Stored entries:
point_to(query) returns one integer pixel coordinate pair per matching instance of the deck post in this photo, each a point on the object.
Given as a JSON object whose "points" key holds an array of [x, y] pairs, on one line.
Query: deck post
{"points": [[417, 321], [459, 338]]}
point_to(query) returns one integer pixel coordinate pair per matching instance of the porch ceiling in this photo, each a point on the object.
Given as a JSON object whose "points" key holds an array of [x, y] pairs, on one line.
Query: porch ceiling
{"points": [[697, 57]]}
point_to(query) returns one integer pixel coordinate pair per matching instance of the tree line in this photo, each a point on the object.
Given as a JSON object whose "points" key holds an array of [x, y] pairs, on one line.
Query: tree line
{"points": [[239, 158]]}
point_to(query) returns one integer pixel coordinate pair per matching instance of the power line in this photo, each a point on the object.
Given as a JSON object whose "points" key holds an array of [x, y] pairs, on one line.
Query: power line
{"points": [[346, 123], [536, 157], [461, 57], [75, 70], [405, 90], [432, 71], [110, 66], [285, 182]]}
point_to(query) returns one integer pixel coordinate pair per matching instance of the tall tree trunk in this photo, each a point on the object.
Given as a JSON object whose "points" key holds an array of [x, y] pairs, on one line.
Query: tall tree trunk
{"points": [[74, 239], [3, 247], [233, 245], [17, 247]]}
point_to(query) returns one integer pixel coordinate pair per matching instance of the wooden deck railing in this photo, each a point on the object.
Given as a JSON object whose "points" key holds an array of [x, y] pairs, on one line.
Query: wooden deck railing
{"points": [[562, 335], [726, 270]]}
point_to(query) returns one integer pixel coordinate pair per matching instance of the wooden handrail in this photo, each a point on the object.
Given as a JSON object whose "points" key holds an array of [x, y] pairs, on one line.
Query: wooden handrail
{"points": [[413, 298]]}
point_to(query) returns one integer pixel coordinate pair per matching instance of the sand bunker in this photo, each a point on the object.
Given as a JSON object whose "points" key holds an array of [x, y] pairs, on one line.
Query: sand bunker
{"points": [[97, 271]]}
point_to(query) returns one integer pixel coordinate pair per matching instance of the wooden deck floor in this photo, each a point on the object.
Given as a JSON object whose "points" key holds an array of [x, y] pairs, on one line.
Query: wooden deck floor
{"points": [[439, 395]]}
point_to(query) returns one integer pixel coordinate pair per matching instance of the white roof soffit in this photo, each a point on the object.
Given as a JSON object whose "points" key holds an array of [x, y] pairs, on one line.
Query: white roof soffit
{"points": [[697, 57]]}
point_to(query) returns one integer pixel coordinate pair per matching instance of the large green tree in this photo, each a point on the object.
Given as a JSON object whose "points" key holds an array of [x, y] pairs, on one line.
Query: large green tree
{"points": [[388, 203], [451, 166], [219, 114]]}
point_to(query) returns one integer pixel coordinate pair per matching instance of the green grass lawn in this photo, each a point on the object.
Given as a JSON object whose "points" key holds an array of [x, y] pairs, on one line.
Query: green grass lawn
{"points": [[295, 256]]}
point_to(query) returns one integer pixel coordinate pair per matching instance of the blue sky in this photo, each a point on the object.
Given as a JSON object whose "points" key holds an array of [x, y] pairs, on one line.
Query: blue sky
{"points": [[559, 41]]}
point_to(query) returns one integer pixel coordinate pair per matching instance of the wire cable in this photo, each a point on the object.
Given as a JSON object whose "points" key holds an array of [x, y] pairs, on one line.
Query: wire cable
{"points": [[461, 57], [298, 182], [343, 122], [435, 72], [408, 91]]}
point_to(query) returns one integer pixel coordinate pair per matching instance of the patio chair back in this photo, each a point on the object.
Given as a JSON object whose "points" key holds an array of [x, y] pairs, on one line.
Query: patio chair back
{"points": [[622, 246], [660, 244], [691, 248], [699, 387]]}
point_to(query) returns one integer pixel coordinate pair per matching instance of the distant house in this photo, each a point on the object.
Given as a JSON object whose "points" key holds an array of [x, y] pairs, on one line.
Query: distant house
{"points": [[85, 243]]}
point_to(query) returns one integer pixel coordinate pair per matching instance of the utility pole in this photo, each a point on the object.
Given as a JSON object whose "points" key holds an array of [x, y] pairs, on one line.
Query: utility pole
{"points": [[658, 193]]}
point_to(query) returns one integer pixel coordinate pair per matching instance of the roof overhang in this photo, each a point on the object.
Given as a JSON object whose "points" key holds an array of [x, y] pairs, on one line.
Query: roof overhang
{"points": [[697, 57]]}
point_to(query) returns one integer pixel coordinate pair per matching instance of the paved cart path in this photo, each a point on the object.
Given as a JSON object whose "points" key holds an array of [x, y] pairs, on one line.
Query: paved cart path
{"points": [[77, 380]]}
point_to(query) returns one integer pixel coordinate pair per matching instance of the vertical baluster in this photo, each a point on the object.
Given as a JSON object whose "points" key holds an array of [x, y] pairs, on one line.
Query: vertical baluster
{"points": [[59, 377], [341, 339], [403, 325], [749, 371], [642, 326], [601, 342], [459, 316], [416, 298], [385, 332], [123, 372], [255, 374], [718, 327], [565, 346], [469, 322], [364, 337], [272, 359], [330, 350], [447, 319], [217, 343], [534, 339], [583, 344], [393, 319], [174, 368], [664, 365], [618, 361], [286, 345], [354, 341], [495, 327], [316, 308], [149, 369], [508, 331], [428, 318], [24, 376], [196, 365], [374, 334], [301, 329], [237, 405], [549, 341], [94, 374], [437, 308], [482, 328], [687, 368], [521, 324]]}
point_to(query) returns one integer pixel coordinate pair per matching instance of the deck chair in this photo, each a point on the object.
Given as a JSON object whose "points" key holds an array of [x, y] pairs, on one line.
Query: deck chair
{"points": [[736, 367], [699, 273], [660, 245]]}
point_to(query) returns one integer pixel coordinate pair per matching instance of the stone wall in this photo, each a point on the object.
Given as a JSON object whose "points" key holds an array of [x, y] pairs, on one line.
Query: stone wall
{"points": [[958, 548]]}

---

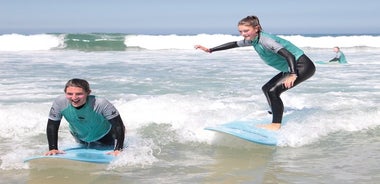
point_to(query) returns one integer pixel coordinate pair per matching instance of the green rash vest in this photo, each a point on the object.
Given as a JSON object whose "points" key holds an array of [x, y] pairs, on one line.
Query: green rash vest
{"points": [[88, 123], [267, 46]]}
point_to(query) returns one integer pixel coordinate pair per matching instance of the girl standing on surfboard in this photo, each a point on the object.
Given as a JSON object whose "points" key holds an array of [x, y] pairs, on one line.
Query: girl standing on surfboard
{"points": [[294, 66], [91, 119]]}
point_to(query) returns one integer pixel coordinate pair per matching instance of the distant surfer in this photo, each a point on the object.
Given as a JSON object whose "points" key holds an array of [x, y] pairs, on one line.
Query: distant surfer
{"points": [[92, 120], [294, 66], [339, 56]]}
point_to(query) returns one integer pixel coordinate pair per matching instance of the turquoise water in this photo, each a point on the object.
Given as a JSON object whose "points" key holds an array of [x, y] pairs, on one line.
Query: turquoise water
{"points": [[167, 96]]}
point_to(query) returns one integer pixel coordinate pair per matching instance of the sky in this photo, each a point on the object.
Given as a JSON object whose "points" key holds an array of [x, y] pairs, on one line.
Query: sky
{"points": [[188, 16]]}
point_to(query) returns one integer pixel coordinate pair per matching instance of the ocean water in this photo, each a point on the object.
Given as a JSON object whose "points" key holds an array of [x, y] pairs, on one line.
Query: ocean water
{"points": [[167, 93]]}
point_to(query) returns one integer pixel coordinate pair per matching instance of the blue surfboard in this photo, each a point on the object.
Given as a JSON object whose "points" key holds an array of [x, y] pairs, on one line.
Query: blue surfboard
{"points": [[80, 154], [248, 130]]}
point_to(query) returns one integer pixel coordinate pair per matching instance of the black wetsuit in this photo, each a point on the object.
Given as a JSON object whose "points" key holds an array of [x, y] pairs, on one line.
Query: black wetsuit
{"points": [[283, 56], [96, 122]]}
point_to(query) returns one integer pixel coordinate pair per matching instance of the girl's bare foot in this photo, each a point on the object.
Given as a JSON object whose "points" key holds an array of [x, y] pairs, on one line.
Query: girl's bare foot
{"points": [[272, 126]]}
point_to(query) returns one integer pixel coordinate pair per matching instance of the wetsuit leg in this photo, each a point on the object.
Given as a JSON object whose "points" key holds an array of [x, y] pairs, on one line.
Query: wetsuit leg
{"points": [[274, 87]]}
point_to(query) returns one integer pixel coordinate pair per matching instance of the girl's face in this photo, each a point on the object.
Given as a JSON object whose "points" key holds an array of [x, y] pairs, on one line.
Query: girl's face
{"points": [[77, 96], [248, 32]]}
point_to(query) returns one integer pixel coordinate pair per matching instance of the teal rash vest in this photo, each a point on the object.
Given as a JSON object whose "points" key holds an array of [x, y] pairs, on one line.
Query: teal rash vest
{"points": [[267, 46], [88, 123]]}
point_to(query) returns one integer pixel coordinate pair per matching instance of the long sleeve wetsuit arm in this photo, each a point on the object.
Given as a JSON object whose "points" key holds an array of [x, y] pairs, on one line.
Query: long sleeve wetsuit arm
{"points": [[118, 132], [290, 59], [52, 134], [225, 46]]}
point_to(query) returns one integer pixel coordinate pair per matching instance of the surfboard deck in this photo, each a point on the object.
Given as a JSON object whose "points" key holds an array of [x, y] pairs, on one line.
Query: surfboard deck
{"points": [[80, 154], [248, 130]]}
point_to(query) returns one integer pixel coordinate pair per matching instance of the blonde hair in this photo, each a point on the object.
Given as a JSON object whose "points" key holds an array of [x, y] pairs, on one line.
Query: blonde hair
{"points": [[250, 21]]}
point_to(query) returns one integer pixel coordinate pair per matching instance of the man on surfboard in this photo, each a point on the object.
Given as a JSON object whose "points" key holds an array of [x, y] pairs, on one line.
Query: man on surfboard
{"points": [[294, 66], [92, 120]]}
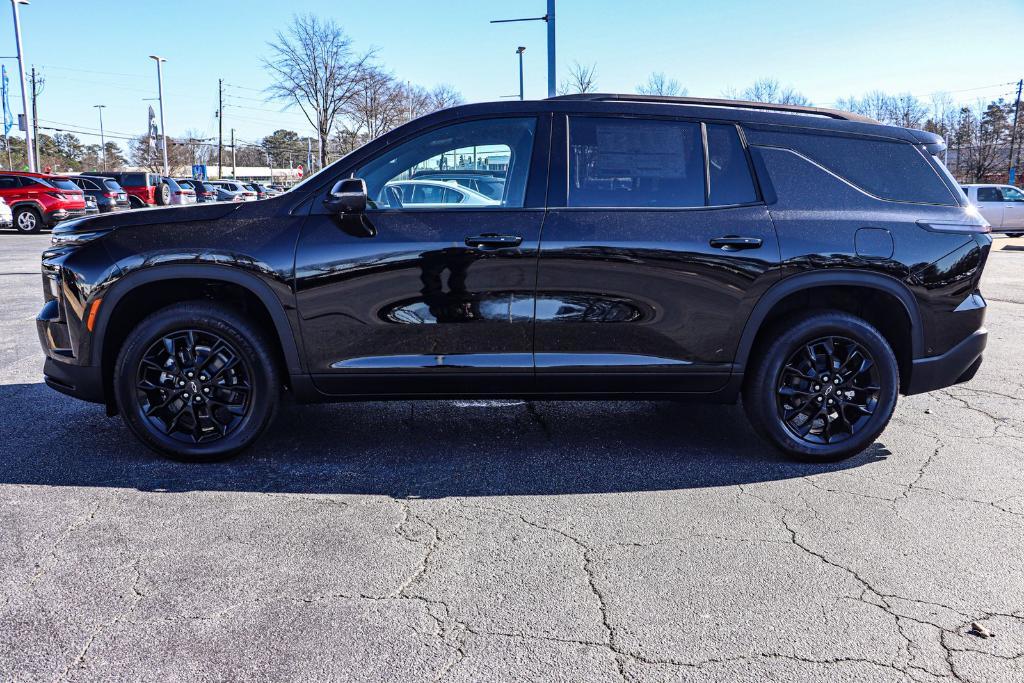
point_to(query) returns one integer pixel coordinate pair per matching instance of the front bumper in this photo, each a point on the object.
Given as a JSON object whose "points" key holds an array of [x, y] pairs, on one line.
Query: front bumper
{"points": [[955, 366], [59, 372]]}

* _HOW TO COMPLETE THIS TASK_: Copy exactly the stretch of data above from the line with "the green rash" through the line with "of the black", and omit all other lines.

* _EXERCISE ANSWER_:
point_to(query) returns one integer pixel coordinate pair per matching instance of the green rash vest in this photo, each a point on the object.
Given as a JSON object whose "points" key holds an array of [x, y] pairs, on one line.
Query: green rash vest
{"points": [[88, 123], [267, 46]]}
point_to(query) returns one integer pixel coordinate pair per matching instance of the girl standing on surfboard in this photo, each a point on the object.
Given as a JSON object whose "points" key holds an array of [x, y] pairs, on one line.
Query: girl standing on surfboard
{"points": [[294, 66], [91, 119]]}
point_to(query) returns one integer pixel coordinate pair per matching instance of the distant surfer in this photo, each a point on the object.
Given as a JSON object whose "points" key holds an array of [x, y] pairs, on one line.
Query: distant surfer
{"points": [[92, 120], [294, 66], [339, 56]]}
point_to(query) returns one integer pixel coordinate pair per matching instance of the turquoise water in this photo, each a point on the object.
Given as a JSON object whose "points" key holds an array of [x, y] pairs, on one line.
Query: turquoise water
{"points": [[167, 96]]}
point_to(query) returns one integer pixel coordinate pair per matching instance of the sky in this photo, each a point on the object.
Given as a JSON object whose "points" key holds an array of [x, y] pairs, on one line.
Query: sky
{"points": [[188, 16]]}
point_to(query) returns one integer pixel coordinate pair per matching instance of the ocean water in this photo, each a point on the object.
Given as a JSON object whose "points" key holds an array of [x, y] pairs, on one line.
Query: ocean water
{"points": [[167, 93]]}
point_to(query) returns one integer pixel coordinate pair per matching instance of the blue surfboard in this photo, each a point on the object.
Given as a JSON object whose "points" key holds an array of [x, y] pairs, on one line.
Query: blue surfboard
{"points": [[80, 154], [248, 130]]}
point_to(query) returns one integer pixel coordinate pair per matching instance of the black wetsuit in this photo, each a point on the object.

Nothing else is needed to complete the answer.